***** Excerpt to read *****

Dr. Greg Ketchum, KRON, 7/16/07

We’ve heard a lot about outsourcing and off-shoring over the last few years. How big an issue is this?

Outsourcing, and it’s international component “off-shoring,” have been part of the modern workplace really since the rise of the global economy. Outsourcing is sending jobs that were formerly done in-house out to other companies. Off-shoring is sending those jobs overseas.

It’s not clear how many service jobs can be shipped overseas, but estimates by research organizations and economists of the number of service jobs potentially at risk “range widely from a few million to more than 40 million, which is about a third of total employment in services.” NY Times, July 5, 2007.

Let’s look at one other statistic to get a sense of the trend in outsourcing. For example, in India, IBM currently has 53,000 employees and this is up from 3,000 in 2002. Salaries for computer programmers in India are still about one third of those in the US, so you can see why this is a smart move for any company.

***** Given records *****

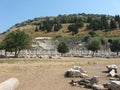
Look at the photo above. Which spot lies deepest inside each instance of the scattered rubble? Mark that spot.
(93, 83)
(114, 85)
(111, 67)
(76, 71)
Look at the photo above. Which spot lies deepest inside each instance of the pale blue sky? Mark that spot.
(16, 11)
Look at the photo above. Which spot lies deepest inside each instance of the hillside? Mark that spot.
(65, 25)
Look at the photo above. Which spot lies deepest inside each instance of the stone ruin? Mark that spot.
(93, 83)
(76, 71)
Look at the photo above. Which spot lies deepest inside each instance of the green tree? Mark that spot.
(16, 41)
(113, 24)
(115, 46)
(94, 45)
(36, 29)
(73, 28)
(93, 34)
(62, 48)
(57, 27)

*****

Problem details: Please say how many employees IBM currently has in India, according to the outsourcing excerpt.

Solved exercise: IBM currently has 53,000 employees in India.